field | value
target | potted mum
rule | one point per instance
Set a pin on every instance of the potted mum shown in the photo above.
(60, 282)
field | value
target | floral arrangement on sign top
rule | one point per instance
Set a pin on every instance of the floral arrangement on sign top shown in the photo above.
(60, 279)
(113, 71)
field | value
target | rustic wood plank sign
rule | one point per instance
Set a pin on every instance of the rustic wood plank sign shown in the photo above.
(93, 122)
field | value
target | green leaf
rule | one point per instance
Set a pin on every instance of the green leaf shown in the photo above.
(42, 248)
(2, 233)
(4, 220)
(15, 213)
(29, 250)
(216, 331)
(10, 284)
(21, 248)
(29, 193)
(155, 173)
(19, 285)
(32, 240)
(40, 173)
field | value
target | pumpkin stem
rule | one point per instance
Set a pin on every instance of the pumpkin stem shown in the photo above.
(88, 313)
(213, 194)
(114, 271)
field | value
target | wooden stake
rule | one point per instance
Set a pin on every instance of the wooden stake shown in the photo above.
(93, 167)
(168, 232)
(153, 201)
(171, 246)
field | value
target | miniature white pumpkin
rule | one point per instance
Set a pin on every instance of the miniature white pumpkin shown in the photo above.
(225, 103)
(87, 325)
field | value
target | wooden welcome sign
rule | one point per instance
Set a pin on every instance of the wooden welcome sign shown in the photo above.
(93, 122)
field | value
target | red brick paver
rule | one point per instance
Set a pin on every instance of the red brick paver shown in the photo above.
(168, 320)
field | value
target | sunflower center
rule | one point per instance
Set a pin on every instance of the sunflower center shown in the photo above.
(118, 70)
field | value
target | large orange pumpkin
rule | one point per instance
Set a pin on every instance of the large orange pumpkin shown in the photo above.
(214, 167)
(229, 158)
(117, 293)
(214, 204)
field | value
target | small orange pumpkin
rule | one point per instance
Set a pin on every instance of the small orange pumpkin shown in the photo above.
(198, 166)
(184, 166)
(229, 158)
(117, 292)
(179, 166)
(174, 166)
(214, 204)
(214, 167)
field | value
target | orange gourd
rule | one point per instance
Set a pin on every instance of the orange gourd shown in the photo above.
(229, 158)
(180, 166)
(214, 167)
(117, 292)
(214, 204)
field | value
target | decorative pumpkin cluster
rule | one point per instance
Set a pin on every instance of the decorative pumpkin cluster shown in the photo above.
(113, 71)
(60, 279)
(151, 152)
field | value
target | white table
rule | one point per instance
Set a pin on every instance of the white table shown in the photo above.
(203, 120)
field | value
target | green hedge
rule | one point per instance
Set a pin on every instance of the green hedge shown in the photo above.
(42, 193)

────

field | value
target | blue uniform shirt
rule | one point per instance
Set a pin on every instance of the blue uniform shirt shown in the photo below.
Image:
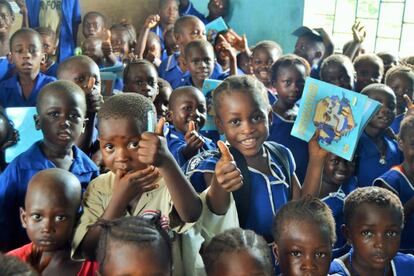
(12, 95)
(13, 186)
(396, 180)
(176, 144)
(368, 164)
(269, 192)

────

# 作業内容:
上の記録で文字列「brick」を含む行を数え、その数のみを答えてください。大文字と小文字は区別します。

# 作業結果:
2